» **Problem**: At the line with "Step 1: Look at the image. Step 2: Find hood", start transcribing; stop after the last line of the data below. Keep it exact and leave pictures out.

[Records Boundary: Start]

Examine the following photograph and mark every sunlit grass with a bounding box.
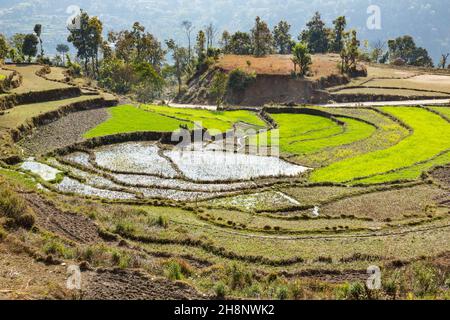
[84,105,192,138]
[311,107,450,183]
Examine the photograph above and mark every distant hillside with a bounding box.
[1,0,449,63]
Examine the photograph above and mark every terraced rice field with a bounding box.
[2,72,450,300]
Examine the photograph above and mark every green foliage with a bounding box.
[165,259,193,280]
[156,215,169,229]
[331,16,346,53]
[209,71,229,107]
[340,30,360,74]
[251,16,274,57]
[273,20,293,54]
[22,33,39,61]
[227,68,256,92]
[291,42,312,77]
[299,12,329,54]
[43,238,74,259]
[214,282,227,298]
[226,32,253,55]
[388,35,434,67]
[114,220,136,236]
[0,34,9,60]
[227,263,253,290]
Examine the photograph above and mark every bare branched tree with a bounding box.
[181,20,194,62]
[205,23,218,49]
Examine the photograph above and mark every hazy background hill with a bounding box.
[1,0,449,63]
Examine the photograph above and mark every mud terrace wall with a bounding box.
[178,67,349,106]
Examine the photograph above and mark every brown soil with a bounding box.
[432,166,450,188]
[20,107,109,156]
[0,241,70,300]
[218,54,340,80]
[22,192,102,244]
[82,268,207,300]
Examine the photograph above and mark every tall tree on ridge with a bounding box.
[300,12,329,54]
[251,16,274,57]
[34,24,44,57]
[273,20,292,54]
[181,20,194,62]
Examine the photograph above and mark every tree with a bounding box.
[439,53,449,69]
[387,36,434,67]
[340,30,360,74]
[181,20,194,62]
[220,31,232,53]
[56,44,70,65]
[88,16,103,76]
[67,10,92,73]
[22,34,39,62]
[67,10,104,77]
[251,16,274,57]
[228,32,253,55]
[209,72,228,107]
[291,42,312,77]
[0,34,9,61]
[300,12,329,54]
[331,16,346,53]
[370,40,386,63]
[10,34,26,61]
[196,30,206,62]
[205,23,217,49]
[34,24,44,57]
[166,39,189,95]
[273,20,292,54]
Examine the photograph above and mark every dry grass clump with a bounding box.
[0,183,35,229]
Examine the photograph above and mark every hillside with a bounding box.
[178,53,450,106]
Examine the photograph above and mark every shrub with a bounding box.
[165,259,193,281]
[227,68,256,92]
[214,282,227,299]
[114,220,135,236]
[111,250,131,269]
[347,282,366,300]
[412,263,439,297]
[0,186,35,229]
[275,285,289,300]
[227,263,253,290]
[157,215,169,229]
[0,225,7,241]
[165,260,183,280]
[43,239,74,259]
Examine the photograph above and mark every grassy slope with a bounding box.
[143,105,266,133]
[0,96,102,129]
[257,113,375,156]
[84,105,193,138]
[311,107,450,183]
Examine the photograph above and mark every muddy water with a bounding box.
[166,150,309,181]
[20,160,61,181]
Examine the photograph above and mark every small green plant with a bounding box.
[157,215,169,229]
[165,259,193,281]
[43,239,74,259]
[111,250,131,269]
[214,282,227,299]
[275,285,289,300]
[227,68,256,92]
[114,220,135,236]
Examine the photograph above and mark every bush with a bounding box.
[111,250,131,269]
[275,285,289,300]
[157,215,169,229]
[214,282,227,299]
[43,239,74,259]
[0,186,35,229]
[227,263,253,290]
[165,259,193,281]
[227,68,256,92]
[412,263,439,297]
[114,220,135,236]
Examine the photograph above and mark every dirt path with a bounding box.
[320,98,450,108]
[20,107,109,155]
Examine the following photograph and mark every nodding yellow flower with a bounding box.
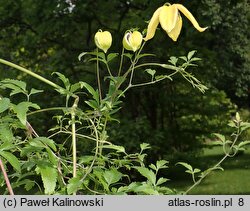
[94,30,112,53]
[144,4,208,41]
[123,31,143,52]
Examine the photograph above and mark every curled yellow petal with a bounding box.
[159,5,179,33]
[144,6,163,41]
[175,4,208,32]
[168,15,183,41]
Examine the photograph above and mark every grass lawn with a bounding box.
[168,146,250,194]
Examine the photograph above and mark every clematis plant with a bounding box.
[144,3,208,41]
[1,2,236,196]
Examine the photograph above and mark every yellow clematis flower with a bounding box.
[144,3,208,41]
[94,30,112,53]
[123,31,143,52]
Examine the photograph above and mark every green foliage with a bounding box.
[0,0,249,196]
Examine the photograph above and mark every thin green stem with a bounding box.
[134,63,181,72]
[118,48,125,76]
[184,123,241,194]
[105,61,113,77]
[96,49,102,101]
[0,58,61,90]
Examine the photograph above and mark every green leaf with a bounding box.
[134,167,156,185]
[140,143,151,151]
[187,50,197,60]
[12,102,40,125]
[0,151,21,172]
[149,164,157,171]
[179,56,188,62]
[36,163,57,195]
[193,168,201,173]
[168,56,178,65]
[0,125,14,142]
[78,52,88,61]
[156,177,169,186]
[107,53,119,62]
[0,97,10,113]
[1,79,27,95]
[240,122,250,131]
[238,141,250,148]
[133,183,159,195]
[33,137,57,151]
[136,53,155,60]
[79,82,99,103]
[213,133,226,143]
[103,168,123,186]
[67,177,82,194]
[52,72,70,90]
[101,145,126,153]
[156,160,169,170]
[155,75,173,81]
[177,162,193,172]
[29,88,43,96]
[145,69,156,77]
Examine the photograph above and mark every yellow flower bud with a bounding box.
[144,4,208,42]
[94,30,112,53]
[123,31,143,52]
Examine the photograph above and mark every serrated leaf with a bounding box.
[134,167,156,185]
[103,168,123,186]
[0,151,21,172]
[12,102,40,125]
[36,163,57,195]
[133,183,159,195]
[168,56,178,65]
[140,143,151,151]
[67,177,82,194]
[0,125,14,142]
[0,98,10,113]
[156,160,169,170]
[177,162,193,171]
[33,137,57,151]
[1,79,27,91]
[156,177,168,186]
[52,72,70,90]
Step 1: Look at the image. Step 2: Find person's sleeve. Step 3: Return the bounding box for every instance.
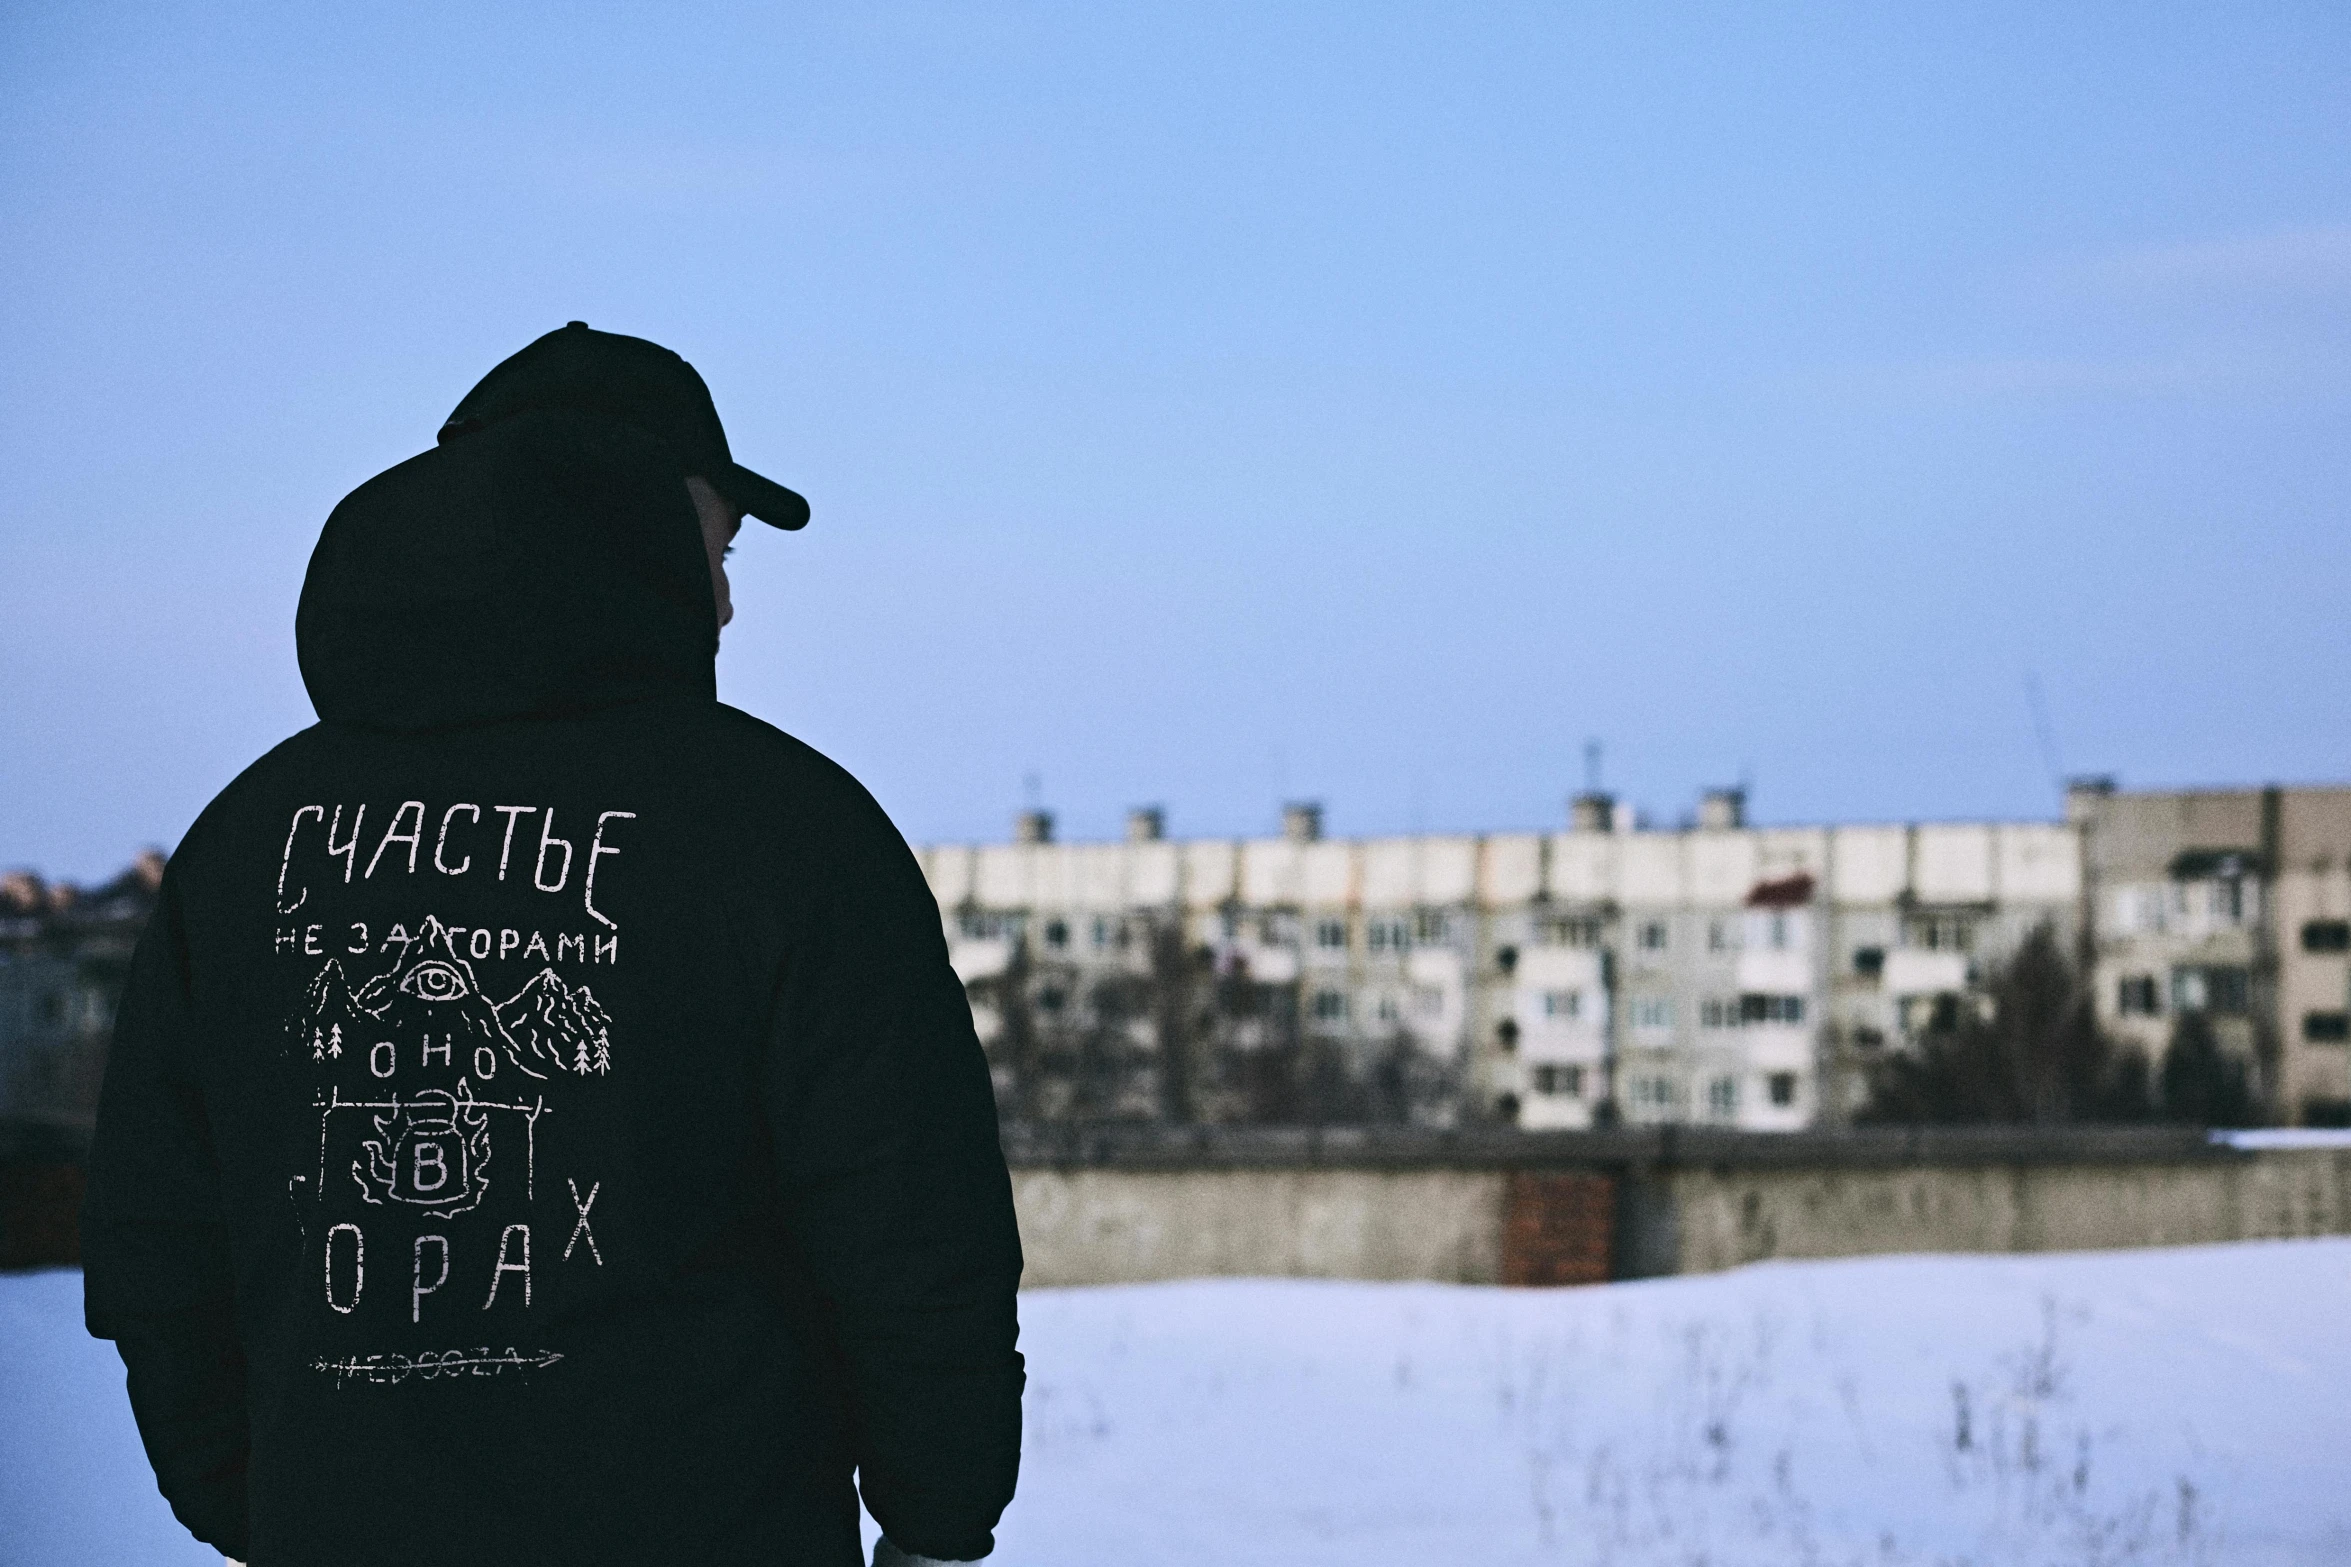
[767,806,1024,1563]
[80,871,250,1559]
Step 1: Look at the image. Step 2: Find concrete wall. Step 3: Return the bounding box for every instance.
[1665,1150,2351,1275]
[1013,1166,1506,1287]
[11,1111,2344,1285]
[1001,1126,2351,1287]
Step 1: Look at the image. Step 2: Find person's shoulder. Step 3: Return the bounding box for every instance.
[694,703,903,845]
[700,704,859,789]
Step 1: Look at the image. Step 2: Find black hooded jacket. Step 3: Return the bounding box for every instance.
[80,409,1025,1566]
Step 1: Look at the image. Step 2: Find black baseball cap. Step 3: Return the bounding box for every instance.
[438,321,809,530]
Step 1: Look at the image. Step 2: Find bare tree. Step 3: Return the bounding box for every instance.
[967,933,1047,1122]
[1137,913,1206,1123]
[1860,924,2151,1125]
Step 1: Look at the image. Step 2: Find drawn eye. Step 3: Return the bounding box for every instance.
[403,962,467,1002]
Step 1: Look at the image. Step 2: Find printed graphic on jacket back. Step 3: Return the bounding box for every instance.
[272,799,634,1387]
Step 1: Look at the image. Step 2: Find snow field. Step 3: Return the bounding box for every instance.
[6,1239,2348,1567]
[988,1240,2351,1567]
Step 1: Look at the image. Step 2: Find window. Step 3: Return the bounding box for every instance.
[2116,975,2161,1016]
[1744,908,1813,953]
[1739,993,1806,1025]
[1531,1063,1585,1098]
[1043,918,1069,950]
[1366,918,1408,953]
[1495,1018,1520,1050]
[2305,1012,2350,1043]
[1707,918,1737,953]
[1540,989,1581,1020]
[957,910,1018,941]
[1091,916,1119,950]
[1412,985,1446,1020]
[1534,915,1603,948]
[1415,909,1452,946]
[1629,1075,1677,1109]
[1494,944,1519,975]
[1852,947,1885,979]
[1904,914,1974,952]
[1311,989,1347,1022]
[1851,1026,1885,1050]
[1631,996,1673,1031]
[1256,913,1301,948]
[1700,998,1741,1029]
[1766,1072,1798,1107]
[2172,965,2250,1016]
[1036,987,1066,1014]
[1314,918,1349,951]
[1374,992,1400,1023]
[2117,877,2263,936]
[1706,1076,1738,1116]
[2303,920,2351,954]
[1638,920,1669,952]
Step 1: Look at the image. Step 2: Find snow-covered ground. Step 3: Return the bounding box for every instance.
[7,1240,2348,1566]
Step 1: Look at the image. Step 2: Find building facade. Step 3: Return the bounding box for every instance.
[923,781,2351,1130]
[919,792,2083,1131]
[2071,782,2351,1125]
[0,853,164,1127]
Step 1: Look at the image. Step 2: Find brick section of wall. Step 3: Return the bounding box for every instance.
[0,1161,84,1269]
[1501,1170,1616,1286]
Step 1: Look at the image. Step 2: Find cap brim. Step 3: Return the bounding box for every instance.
[713,462,810,530]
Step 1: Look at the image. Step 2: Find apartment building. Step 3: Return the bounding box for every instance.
[918,792,2081,1130]
[2071,781,2351,1124]
[0,853,163,1125]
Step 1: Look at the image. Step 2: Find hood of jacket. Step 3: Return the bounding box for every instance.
[297,408,719,733]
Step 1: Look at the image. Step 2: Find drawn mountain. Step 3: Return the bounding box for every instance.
[495,968,615,1075]
[367,929,544,1081]
[351,915,459,1015]
[287,958,372,1062]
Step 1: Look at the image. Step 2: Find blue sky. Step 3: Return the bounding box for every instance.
[4,2,2347,880]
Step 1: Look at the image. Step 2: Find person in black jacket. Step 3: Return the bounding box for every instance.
[81,322,1025,1567]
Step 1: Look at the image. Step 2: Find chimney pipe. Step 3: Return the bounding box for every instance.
[1281,801,1324,843]
[2064,775,2116,825]
[1569,792,1616,833]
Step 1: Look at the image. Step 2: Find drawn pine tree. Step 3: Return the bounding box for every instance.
[572,1039,593,1074]
[327,1023,343,1060]
[310,1027,324,1062]
[590,1035,611,1074]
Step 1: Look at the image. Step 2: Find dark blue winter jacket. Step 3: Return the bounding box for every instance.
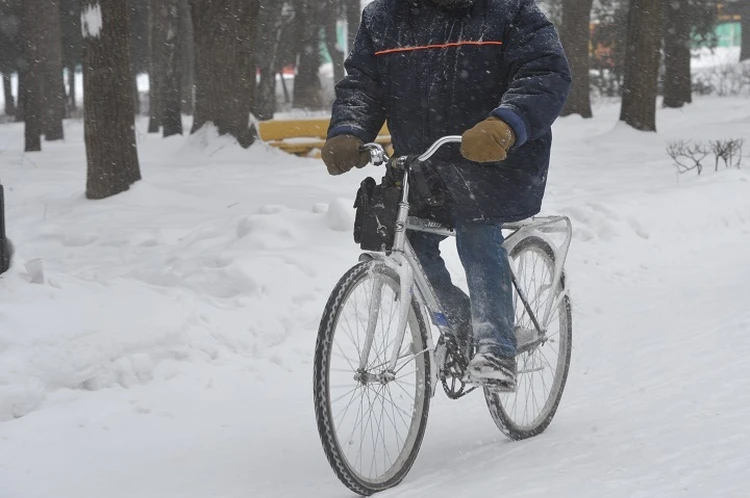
[328,0,572,222]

[Records Boundary: End]

» **Output of the exercise**:
Step 1: Look at the image. Step 2: Find hood of jacket. Step 3: Return the bounding box for every instance.
[297,408,719,733]
Step 1: Look at the image. Step 2: Find drawn mountain. Step 3: Return the bounding box for every instance.
[495,968,615,1075]
[367,929,544,1081]
[351,915,459,1015]
[287,958,372,1062]
Step 1: Look at the image. Step 2: Find blue sky. Step 3: Return the bounding box for every instance.
[4,2,2347,880]
Step 1: Look at the image. Step 2: Find person in black jacket. Step 3: Return the bounding box for every instance.
[81,322,1025,1567]
Step 1: Look at the image. Step 2: Find chimney pipe. Step 3: Return the bounding box for every instance.
[1281,801,1324,843]
[2064,775,2116,825]
[1569,792,1616,833]
Step 1: Look at the image. Step 2: Find drawn pine tree. Step 3: Return the bounding box for every instance.
[572,1039,593,1074]
[327,1023,343,1060]
[310,1027,324,1062]
[590,1035,611,1074]
Step 1: Look at the image. Step 2: Find dark blue winter jacket. Step 3: Return the bounding box for every instance.
[328,0,572,222]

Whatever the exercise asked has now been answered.